> **What is needed**
Repeat the records below verbatim and include no pictures.

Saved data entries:
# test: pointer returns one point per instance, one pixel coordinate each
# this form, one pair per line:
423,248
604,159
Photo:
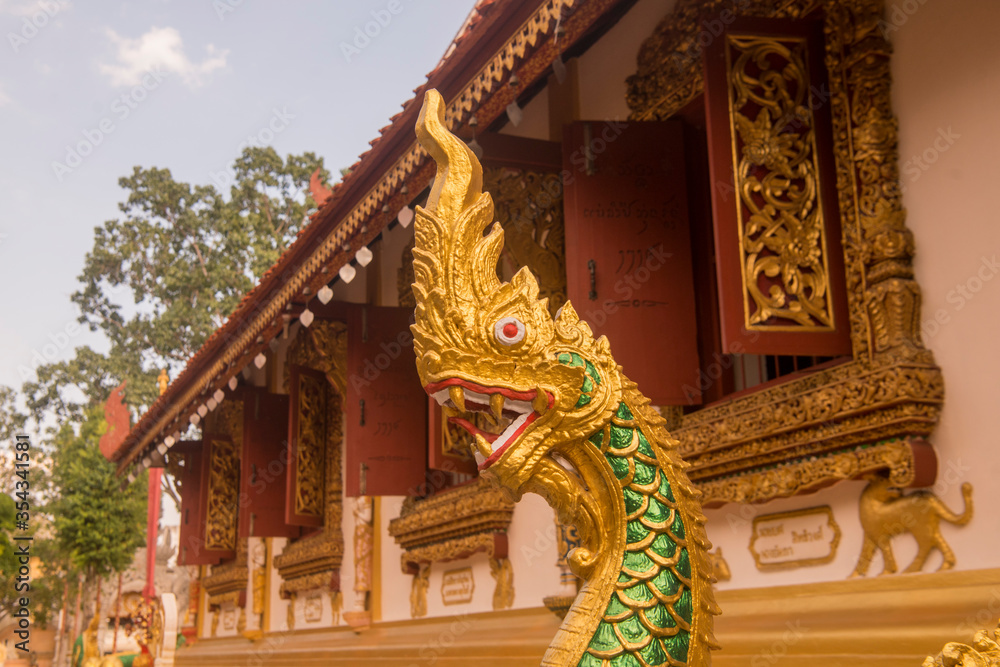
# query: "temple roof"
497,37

> **Exercise output**
# test: pointer returns one point per instance, one pixel coordinate each
# this form, one pair per line:
423,248
604,159
Photo:
# query: "temple roof"
497,37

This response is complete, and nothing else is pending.